#### Required task A:
Condense the paragraph of the climate conference passage that begins "Since the adoption of the Paris Agreement" into a shorter version that retains its main facts.
#### Required task B:
Swap "drop a dot on" for "place a mark on" in the records, starting with the line containing "drop a dot on every instance of the wooden nightstand" and continuing through the end of the records, leaving everything else unchanged, and return only those lines.

#### Quoted text:
— Begin —
The annual Conference of the Parties (COPs) convened by the UNFCCC has, over the last ten years, evolved from a forum for negotiation to serving as an international platform for various stakeholders to collaborate and form coalitions, exchange knowledge and best practices, and shape bilateral and multilateral diplomacy.

Since the adoption of the Paris Agreement at COP21 in 2015, alongside the official COP agenda, cooperative climate initiatives have emerged as an increasingly prominent feature of the COP process. These initiatives are voluntary, multi-actor collaborations designed to foster intergovernmental partnerships, and catalyse climate action that extends beyond the capacities of individual governments.
— End —
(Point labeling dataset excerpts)
— Begin —
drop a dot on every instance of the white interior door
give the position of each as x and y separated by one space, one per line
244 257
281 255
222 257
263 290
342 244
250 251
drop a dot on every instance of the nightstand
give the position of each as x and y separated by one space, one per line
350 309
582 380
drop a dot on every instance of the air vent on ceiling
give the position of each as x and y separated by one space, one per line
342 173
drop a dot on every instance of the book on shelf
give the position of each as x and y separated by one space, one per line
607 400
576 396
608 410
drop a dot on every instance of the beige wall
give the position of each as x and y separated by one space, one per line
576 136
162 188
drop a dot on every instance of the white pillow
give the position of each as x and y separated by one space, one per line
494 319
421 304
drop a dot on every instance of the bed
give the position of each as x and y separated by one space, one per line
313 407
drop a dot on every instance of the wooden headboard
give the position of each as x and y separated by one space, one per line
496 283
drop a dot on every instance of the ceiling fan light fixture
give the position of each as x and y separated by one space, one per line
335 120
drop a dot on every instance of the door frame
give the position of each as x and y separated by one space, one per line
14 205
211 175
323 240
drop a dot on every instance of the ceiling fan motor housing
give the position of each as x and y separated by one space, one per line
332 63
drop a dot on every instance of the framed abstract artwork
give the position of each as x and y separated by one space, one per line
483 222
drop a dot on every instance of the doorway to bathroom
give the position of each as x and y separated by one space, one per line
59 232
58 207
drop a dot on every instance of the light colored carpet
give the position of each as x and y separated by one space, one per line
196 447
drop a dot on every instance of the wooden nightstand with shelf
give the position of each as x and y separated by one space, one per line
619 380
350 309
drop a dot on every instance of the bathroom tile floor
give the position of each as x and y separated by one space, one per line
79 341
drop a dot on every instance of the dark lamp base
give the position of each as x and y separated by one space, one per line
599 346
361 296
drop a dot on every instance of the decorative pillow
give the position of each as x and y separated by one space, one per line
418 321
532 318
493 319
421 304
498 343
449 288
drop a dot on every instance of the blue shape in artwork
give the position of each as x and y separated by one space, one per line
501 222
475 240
— End —
#### Written answer A:
Since the Paris Agreement was adopted at COP21 in 2015, cooperative climate initiatives have become an increasingly prominent part of the COP process, alongside the official agenda. These voluntary, multi-actor collaborations aim to foster intergovernmental partnerships and catalyze climate action beyond what individual governments can achieve.

#### Written answer B:
place a mark on every instance of the wooden nightstand with shelf
give the position of each as x and y separated by one space, one per line
619 380
350 309
place a mark on every instance of the bathroom tile floor
give the position of each as x and y separated by one space, one per line
79 341
place a mark on every instance of the dark lamp base
give the position of each as x and y separated by one space, one per line
599 346
361 296
place a mark on every instance of the decorative pillow
give the position of each as x and y separated by one space, one per line
418 321
532 318
493 319
421 304
498 343
449 288
place a mark on every instance of the blue shape in artwork
give the position of each as x and y separated by one space, one per line
501 222
475 240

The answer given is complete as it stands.